• Data for analysis
*** Begin section ***

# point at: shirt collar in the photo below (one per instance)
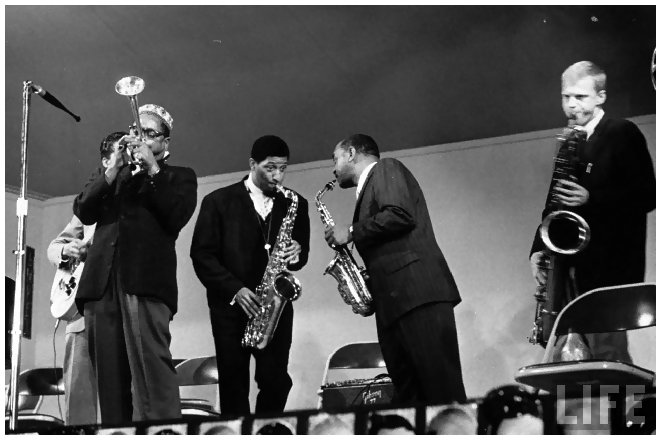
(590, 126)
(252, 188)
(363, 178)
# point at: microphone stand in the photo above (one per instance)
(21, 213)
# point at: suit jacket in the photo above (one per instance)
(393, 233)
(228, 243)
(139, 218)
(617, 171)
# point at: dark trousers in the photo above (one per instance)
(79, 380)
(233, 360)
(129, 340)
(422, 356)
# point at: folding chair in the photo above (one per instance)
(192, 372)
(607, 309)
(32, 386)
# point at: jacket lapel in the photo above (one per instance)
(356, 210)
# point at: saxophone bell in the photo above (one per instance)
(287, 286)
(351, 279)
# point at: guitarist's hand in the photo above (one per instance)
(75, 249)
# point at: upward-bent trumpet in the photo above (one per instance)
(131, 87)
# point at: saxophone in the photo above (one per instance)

*** End section ***
*** Begin section ***

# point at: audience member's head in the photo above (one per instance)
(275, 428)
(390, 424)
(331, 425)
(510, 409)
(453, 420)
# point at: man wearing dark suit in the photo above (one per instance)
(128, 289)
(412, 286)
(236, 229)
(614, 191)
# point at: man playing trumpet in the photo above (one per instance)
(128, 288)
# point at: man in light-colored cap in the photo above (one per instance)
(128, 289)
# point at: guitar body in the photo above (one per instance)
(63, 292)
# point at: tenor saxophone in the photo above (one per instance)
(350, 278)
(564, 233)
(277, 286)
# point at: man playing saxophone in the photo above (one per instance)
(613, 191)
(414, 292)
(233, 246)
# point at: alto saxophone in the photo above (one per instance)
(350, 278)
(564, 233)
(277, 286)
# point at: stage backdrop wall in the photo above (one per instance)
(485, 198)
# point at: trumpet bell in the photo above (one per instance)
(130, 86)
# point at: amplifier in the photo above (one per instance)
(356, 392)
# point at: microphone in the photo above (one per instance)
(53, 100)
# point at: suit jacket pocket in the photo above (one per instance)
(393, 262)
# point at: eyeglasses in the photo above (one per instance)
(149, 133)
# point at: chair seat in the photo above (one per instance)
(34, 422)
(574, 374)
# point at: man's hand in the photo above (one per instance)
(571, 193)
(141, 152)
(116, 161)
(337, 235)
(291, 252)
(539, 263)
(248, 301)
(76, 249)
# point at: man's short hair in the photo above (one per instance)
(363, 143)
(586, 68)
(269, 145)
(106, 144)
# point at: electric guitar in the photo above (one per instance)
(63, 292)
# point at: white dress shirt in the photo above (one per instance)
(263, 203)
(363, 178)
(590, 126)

*** End section ***

Within the listing above, find the line containing "# point at: shirt" and the line containing "# point at: saxophone in". Transcribe them and everything between them exactly, leaving out the pictures.

# point at: shirt collar in the photo below (one per instance)
(590, 126)
(252, 188)
(363, 178)
# point at: microphone stand in the photo above (one per instance)
(21, 213)
# point at: suit jacket in the photo above (one per instance)
(393, 233)
(228, 243)
(139, 218)
(617, 171)
# point at: dark trousers in the photo above (one per instance)
(79, 380)
(233, 360)
(129, 340)
(422, 356)
# point at: folding chair in the photo above (one per instance)
(192, 372)
(607, 309)
(32, 386)
# point at: jacket lapel in the photo above (one per instance)
(356, 210)
# point at: saxophone bell in the photo above (one per instance)
(287, 286)
(351, 279)
# point at: guitarist's hand in the photo above (one per instance)
(75, 249)
# point at: upward-bent trumpet in the photo above (one per instance)
(131, 87)
# point at: saxophone in the photo above (one per instance)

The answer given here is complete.